WHAT IS BEING ASKED: Set out the material below as a Markdown table with the columns "Index" and "Line," one numbered row per line, skipping blank lines and leaving out the pictures.
* * *
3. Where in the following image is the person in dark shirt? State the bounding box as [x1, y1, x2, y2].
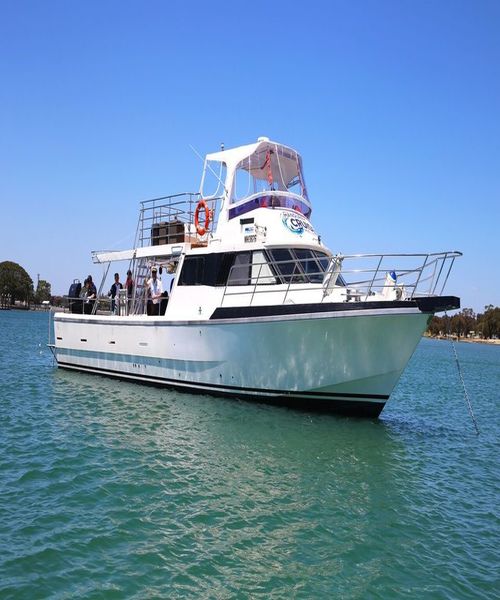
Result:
[108, 273, 123, 313]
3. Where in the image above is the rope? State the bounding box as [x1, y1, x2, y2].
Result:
[444, 311, 479, 435]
* * *
ANSWER TO THIS TASK:
| Index | Line |
|---|---|
| 1 | 3. Where in the following image is the person in dark shirt? State the bounding box as [x1, y1, x2, y2]. |
| 2 | Result: |
| 3 | [108, 273, 123, 313] |
| 4 | 3. Where in the image above is the rope? State the bounding box as [x1, y1, x2, y2]. |
| 5 | Result: |
| 6 | [444, 311, 479, 435] |